-- Start --

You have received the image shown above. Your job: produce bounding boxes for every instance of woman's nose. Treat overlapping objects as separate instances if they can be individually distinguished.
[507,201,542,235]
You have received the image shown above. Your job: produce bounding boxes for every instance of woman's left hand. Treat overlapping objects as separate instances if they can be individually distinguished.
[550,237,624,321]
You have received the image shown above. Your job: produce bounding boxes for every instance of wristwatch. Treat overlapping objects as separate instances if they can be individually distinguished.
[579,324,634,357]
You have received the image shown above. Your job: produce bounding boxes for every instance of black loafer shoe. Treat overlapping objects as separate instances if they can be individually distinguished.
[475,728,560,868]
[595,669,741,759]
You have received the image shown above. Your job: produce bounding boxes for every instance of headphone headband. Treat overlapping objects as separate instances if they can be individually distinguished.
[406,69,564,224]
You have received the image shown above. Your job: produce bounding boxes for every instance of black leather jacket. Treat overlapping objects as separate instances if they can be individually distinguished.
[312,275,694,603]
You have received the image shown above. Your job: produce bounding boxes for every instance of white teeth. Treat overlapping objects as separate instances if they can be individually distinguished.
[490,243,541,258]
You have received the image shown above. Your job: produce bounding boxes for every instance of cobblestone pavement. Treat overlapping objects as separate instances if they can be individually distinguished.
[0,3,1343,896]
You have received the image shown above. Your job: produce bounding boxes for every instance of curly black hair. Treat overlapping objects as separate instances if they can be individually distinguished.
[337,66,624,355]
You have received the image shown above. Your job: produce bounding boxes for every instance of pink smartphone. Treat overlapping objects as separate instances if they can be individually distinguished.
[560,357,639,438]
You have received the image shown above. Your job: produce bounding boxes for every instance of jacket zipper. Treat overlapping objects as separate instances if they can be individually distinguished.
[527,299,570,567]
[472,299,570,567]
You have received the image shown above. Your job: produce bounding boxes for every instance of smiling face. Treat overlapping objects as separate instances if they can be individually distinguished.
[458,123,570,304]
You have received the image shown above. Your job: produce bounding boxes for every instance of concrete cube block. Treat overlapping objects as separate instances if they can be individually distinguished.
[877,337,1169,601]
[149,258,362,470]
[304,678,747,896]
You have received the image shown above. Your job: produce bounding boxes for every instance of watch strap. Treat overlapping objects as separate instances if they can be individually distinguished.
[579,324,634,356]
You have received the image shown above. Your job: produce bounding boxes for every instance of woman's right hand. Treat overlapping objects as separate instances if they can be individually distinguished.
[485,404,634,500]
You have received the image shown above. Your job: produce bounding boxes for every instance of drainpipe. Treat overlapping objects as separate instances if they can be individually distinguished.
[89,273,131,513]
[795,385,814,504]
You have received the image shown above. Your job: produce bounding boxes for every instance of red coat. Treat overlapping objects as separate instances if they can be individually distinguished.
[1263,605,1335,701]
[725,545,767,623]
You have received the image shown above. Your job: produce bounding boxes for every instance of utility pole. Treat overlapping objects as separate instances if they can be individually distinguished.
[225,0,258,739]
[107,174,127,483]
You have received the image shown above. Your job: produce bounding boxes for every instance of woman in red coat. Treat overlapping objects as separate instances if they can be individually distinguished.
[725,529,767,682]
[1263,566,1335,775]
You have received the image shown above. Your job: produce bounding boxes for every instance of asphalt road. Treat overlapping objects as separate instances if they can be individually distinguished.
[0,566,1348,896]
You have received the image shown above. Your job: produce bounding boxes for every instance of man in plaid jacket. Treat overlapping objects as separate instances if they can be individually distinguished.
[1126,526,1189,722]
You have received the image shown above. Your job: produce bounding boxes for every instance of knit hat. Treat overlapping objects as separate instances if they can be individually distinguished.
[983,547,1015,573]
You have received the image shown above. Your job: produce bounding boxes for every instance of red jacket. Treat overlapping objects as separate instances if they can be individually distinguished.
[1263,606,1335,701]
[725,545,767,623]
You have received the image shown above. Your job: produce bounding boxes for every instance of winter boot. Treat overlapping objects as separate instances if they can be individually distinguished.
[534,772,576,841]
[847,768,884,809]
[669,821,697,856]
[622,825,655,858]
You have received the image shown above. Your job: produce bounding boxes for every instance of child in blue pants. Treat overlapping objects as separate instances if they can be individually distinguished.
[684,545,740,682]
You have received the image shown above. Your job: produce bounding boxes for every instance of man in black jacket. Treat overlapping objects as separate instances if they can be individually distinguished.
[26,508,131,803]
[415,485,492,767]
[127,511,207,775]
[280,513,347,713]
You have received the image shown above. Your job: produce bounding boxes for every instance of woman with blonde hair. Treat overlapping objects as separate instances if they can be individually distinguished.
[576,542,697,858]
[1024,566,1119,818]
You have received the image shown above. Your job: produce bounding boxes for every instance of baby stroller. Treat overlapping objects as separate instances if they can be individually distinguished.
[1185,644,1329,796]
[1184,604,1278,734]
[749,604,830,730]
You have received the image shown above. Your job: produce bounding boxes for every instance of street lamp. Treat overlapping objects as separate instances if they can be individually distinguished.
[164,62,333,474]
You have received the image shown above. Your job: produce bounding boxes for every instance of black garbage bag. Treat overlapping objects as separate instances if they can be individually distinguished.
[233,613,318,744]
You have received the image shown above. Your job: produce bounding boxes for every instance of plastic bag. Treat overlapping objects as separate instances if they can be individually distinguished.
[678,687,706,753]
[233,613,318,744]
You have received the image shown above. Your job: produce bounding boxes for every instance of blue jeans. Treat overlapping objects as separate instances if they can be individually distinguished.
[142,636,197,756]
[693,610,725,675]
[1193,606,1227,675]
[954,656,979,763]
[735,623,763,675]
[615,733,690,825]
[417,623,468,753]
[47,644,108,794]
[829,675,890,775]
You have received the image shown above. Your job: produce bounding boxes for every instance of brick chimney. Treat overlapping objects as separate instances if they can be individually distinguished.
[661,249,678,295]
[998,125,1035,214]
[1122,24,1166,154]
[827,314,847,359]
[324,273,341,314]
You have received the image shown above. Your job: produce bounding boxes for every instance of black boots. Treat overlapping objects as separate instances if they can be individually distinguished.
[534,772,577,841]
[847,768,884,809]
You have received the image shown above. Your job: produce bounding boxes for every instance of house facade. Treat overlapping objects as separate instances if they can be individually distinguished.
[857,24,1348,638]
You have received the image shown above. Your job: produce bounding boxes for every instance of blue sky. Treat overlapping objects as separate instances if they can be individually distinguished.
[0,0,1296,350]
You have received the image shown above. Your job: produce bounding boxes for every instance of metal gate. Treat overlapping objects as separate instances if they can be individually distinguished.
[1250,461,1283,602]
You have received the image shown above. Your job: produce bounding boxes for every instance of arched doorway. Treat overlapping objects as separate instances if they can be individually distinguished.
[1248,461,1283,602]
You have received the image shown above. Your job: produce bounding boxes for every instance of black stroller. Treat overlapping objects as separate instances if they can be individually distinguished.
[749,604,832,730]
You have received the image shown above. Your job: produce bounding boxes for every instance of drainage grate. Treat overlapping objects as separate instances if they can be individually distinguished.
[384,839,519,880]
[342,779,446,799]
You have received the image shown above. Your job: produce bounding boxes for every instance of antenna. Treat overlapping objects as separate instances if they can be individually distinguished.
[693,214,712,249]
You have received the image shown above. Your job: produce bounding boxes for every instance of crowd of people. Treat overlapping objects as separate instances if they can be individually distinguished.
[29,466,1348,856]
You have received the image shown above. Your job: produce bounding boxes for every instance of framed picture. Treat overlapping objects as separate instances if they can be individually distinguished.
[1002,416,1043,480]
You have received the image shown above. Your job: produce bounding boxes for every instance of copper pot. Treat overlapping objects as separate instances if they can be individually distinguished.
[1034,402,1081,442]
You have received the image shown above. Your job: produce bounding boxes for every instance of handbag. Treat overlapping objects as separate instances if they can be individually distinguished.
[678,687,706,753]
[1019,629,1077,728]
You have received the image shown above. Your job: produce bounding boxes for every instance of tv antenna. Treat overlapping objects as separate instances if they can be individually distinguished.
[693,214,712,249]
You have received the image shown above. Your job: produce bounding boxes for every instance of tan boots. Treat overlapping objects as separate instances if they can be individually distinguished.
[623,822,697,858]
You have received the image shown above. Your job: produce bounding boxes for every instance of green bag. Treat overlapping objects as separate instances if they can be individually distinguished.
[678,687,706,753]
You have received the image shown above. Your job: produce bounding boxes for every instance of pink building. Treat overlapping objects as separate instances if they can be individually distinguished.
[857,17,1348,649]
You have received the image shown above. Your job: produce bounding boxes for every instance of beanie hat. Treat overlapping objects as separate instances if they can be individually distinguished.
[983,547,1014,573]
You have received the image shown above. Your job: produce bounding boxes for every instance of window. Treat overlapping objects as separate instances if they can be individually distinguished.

-- End --

Stated goal: Reproduce word for word everything from the start of the records down to and including the line that contains "[507,201,542,235]".

Full response:
You have received the image shown above. Your job: produce bounding boxes for every instance of woman's nose. Treat overlapping objects as separate instances if they can be individually distinguished.
[507,201,542,235]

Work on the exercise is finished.